_ROWS_
■ ■ ■

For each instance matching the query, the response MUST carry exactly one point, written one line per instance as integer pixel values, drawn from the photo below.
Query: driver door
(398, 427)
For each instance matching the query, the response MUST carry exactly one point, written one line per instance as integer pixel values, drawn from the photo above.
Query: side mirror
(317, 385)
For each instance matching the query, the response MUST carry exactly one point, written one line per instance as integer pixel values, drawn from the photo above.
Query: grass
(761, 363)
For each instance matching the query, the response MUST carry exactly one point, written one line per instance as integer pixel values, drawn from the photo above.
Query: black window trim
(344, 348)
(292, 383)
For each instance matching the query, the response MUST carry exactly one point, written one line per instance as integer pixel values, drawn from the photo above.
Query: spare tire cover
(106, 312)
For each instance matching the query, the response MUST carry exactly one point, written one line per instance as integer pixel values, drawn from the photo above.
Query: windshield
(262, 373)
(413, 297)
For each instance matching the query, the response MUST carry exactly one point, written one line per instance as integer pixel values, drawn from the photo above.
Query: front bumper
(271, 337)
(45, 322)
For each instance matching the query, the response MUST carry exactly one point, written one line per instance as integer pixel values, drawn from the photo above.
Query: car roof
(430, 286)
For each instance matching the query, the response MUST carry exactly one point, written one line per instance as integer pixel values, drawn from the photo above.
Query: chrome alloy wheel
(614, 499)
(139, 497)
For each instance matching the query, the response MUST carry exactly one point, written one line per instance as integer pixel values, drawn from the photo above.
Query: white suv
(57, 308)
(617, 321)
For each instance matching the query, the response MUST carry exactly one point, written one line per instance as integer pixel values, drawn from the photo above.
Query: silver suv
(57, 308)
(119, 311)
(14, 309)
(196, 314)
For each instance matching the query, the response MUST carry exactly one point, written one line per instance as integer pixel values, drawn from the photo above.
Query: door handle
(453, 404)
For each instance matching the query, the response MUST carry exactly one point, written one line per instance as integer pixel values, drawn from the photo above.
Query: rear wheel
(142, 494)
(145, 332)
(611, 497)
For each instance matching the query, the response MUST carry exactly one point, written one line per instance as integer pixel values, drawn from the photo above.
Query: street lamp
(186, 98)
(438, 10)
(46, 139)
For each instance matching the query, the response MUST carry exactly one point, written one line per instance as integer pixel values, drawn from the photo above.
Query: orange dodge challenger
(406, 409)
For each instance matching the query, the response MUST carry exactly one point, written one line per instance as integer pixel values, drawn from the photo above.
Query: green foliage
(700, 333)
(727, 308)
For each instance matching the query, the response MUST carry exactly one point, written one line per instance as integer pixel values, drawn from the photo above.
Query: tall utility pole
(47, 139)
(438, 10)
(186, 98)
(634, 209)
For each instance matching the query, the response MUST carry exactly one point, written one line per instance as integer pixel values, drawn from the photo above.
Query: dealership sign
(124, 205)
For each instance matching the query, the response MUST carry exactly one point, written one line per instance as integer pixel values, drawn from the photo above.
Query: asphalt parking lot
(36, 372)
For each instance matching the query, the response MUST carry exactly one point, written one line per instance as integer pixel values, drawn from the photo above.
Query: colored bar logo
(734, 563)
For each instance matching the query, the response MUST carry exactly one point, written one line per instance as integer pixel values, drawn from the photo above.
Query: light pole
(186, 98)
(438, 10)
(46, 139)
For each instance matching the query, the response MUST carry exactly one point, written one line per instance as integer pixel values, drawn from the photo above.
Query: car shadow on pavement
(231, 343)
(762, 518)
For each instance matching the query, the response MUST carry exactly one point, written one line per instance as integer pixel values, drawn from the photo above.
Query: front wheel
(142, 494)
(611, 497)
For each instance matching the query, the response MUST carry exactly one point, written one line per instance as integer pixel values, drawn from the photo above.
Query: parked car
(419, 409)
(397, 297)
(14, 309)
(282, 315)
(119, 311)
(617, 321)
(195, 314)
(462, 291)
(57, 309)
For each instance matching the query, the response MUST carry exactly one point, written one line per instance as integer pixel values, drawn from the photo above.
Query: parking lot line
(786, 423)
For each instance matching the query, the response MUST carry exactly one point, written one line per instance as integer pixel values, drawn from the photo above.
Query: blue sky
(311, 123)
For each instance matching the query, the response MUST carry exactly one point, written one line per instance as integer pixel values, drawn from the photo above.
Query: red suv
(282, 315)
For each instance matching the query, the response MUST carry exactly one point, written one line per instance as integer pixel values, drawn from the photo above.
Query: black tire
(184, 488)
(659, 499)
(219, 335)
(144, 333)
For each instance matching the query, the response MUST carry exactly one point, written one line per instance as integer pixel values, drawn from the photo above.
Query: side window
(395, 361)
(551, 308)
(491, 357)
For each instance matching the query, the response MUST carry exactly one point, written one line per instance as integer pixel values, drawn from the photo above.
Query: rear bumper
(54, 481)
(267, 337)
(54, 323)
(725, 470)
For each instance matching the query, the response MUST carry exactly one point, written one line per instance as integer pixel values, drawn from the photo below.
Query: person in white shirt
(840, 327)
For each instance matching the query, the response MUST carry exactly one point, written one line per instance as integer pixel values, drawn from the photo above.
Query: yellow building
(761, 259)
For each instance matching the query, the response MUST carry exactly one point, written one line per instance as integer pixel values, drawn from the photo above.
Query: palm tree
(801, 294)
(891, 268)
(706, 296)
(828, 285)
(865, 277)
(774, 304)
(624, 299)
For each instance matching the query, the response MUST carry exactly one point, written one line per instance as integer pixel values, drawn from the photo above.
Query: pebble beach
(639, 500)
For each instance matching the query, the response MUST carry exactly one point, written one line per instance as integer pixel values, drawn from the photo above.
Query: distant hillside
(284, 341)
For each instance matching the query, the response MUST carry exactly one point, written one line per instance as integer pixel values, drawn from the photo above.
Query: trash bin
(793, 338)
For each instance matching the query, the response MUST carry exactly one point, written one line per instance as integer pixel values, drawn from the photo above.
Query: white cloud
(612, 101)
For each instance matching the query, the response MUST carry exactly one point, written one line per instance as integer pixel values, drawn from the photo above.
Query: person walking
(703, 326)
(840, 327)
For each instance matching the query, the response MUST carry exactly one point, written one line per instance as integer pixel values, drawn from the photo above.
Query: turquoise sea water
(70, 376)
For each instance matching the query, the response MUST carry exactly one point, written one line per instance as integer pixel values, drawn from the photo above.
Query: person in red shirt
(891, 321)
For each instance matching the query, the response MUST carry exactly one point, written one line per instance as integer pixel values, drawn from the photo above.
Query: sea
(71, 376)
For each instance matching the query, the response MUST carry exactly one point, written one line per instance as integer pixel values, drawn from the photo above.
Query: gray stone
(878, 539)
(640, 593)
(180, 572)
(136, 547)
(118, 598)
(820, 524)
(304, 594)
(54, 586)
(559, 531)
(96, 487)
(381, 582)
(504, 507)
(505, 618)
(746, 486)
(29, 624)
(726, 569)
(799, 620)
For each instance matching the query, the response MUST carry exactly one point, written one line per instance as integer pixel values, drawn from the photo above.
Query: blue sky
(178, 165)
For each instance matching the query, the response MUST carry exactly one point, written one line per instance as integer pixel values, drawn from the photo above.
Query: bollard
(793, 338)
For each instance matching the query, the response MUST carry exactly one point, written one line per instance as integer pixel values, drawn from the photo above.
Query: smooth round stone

■ ■ ■

_TO DO_
Print the material once more, exactly.

_TASK ANSWER_
For each instance matching the query, the response MUST carry exactly one point, written one line per instance as integer pixel values, drawn from the photo below.
Query: driver door
(398, 427)
For each instance matching the query, the response MUST carry exactly one point, written one line per instance as integer pixel values, drawn from the photo above.
Query: side mirror
(317, 385)
For each instance matching the query, the response MUST carry exactly one point, written one line per instance as integer pixel values, drawn from the photo above.
Query: grass
(761, 363)
For each instance matching the query, the response MUST carry exactly one point, written one line per instance as integer pixel values, drawn from the photo above.
Query: black window trim
(344, 348)
(292, 383)
For each instance matching the query, the response MUST carry exactly one point, written one line per instance as integer pixel values, drawn from the photo above.
Query: spare tire cover
(106, 312)
For each instance matching the query, the response MUST carry exactly one point, written one line per instance as integer pixel values, drawn from the photo above.
Query: windshield
(262, 373)
(413, 297)
For each instance matching the query, the response MUST carry exactly one point, written one line per instance as integer pixel values, drawn from the photo above.
Query: front bumper
(271, 337)
(45, 322)
For each instance matching the query, the response MUST carry exactly one point, written one line per instance as integer pixel values, drawn from the photo above.
Query: car roof
(430, 286)
For each instance matching the query, the response MUST carry exactly one point, written one line per instance as integer pixel values, drawn from the photo above.
Query: chrome alloy wheel
(614, 499)
(139, 497)
For each instance matching the query, the response MUST carry exactly one point, written one line per instance as integer pixel values, drawn from the photo above.
Query: white suv
(57, 308)
(617, 321)
For each instance matching the query, the response MUST carry exactly one point, written one line per instance as integer pixel values, drawn from the photo above.
Query: silver suv
(57, 308)
(119, 311)
(14, 309)
(196, 314)
For each instance matching the query, the response MUST carry exactly one point, written one line per instance as integer pixel values, drawn from the photo above.
Query: door handle
(453, 404)
For each instance matching the query, the response MUST carry exactly one point, written one line per instance as integer pixel values, drawn from the photo above.
Query: rear wheel
(142, 494)
(145, 332)
(611, 497)
For each instance matching the query, the response MUST carry exactly one point, written one line per instance as integer pixel values, drawn from the photo above.
Query: street lamp
(186, 98)
(438, 10)
(46, 139)
For each instance matching the query, the response MUST carry exactly one point, written one line per instance as integer pixel values, drawn from the photo above.
Query: orange dodge challenger
(406, 409)
For each instance matching the query, the response MUST carry exactly one point, written one line per instance as integer pixel values, drawn from the photo above.
Query: green foliage
(700, 333)
(727, 308)
For each instance matching the query, the response MUST carry exactly one point, written one line per instance as integer pixel values, drawn from the photo above.
Query: tall utility pole
(47, 139)
(438, 10)
(186, 98)
(634, 209)
For each instance matching the query, the response MUST carry exactly one point, written one line per instance as integer pixel values, drawn from the photo above.
Query: dealership sign
(124, 205)
For each instance matching the query, the response MUST carry exactly one point, written one line per instance as integer pixel values, drawn from the photo above.
Query: asphalt parking lot
(36, 372)
For each instance matching the query, the response MUST carry exactly one point, written one line per instance as integer pixel values, drawn from the photo above.
Query: colored bar logo
(734, 563)
For each instance matching the query, the response MUST carry exactly one point, written one line per instance as integer pixel values, drawn from the photo above.
Query: light pole
(186, 98)
(438, 10)
(46, 139)
For each instance matching the query, the response MUST carry exactly one point, written one line per instance as integer pixel values, drawn from the photo above.
Query: car shadow on pavement
(231, 343)
(762, 518)
For each instance matching the query, the response MUST carry exactly one point, written one line per instance as integer pixel values, drawn from the photo above.
Query: front wheel
(142, 494)
(611, 497)
For each instance matching the query, the response MUST carry exactly one point, written one line per instance as integer pixel values, drawn from the photo above.
Query: parked car
(419, 409)
(397, 297)
(14, 309)
(282, 315)
(119, 311)
(617, 321)
(195, 314)
(462, 291)
(57, 309)
For each instance matching the query, the response MUST carry exactly one point, written one line per instance as integer pixel values, drawn from the photo above.
Query: parking lot line
(786, 423)
For each instance matching the query, the response MUST carry exactly one point, written one line per instance as integer pixel values, drawn from the photo above.
Query: blue sky
(311, 123)
For each instance matching the query, the response MUST carry exactly one point, written one line per instance as integer pixel values, drawn from the photo above.
Query: red suv
(282, 315)
For each instance matching the query, the response MUST carry exactly one point, written one line per instance as integer pixel values, drawn from the photo above.
Query: black tire
(184, 488)
(659, 499)
(219, 335)
(144, 333)
For each instance matching the query, the response MUST carry exactly one point, written one line per instance as integer pixel values, drawn from the photo above.
Query: side window
(395, 361)
(551, 308)
(491, 357)
For each instance matching the query, the response MUST carry exactly one point, written one line per instance as integer pixel values, drawn from the photo above.
Query: rear bumper
(54, 481)
(267, 337)
(54, 323)
(725, 470)
For each instance matching the query, the response MUST carry exactly one point, written one line per instance as integer pixel values, drawn from the photo below.
Query: person in white shirt
(840, 327)
For each instance matching the query, the response MUST carry exactly one point, written one line per instance as integer pixel values, drawn from the photo above.
Query: yellow building
(761, 259)
For each instance matching the query, the response MUST carry exactly one point, written one line per instance as integer pixel values, drawn from the photo above.
Query: palm tree
(801, 294)
(891, 268)
(706, 296)
(828, 285)
(865, 277)
(774, 304)
(624, 299)
For each instance matching the query, the response MUST carry exactly one point, written one line per instance as integer pixel values, drawn from the photo above.
Query: pebble beach
(639, 500)
For each instance matching the query, the response MUST carry exactly one point, written one line per instance as integer pixel values, drawn from the photo above.
Query: distant hillside
(284, 341)
For each instance matching the query, the response MUST carry exactly one point, written one line per instance as integer pixel values, drawn from the photo above.
Query: trash bin
(793, 338)
For each instance matching the query, the response MUST carry exactly one point, written one line per instance as integer pixel values, drawn from the photo above.
Query: white cloud
(612, 101)
For each instance matching the query, the response MUST carry exactly one point, written one line per instance as integer pixel values, drawn from the photo above.
Query: person walking
(703, 326)
(840, 327)
For each instance matching the query, the response MUST carry exactly one point, written one line per instance as integer pixel values, drawn from the photo above.
Query: turquoise sea water
(70, 376)
For each instance matching the query, the response MUST carry exactly one point, written one line per instance as integer pixel values, drawn from the photo above.
Query: person in red shirt
(891, 321)
For each instance matching the query, the response MUST carry exactly one point, written one line per instance as integer pixel values, drawn from the photo above.
Query: sea
(71, 376)
For each instance matching the query, the response MUST carry exactly one point, written one line per instance as integer pixel values, drawn from the photo above.
Query: gray stone
(878, 539)
(640, 593)
(180, 572)
(136, 547)
(118, 598)
(820, 524)
(304, 594)
(54, 586)
(559, 531)
(96, 487)
(381, 582)
(504, 507)
(505, 618)
(746, 486)
(29, 624)
(726, 569)
(799, 620)
For each instance matching the query, the response MUST carry exactly one point, written one line per instance as integer pixel values, drawn from the photo above.
Query: blue sky
(178, 165)
For each instance matching the query, the response MUST carry exactly one point, written one line per instance as integer pixel values, drawn from the photo above.
Query: bollard
(793, 338)
For each instance matching the query, the response MUST carry exactly one point, written one line per instance as integer pixel values, drawn from the photo above.
Query: smooth round stone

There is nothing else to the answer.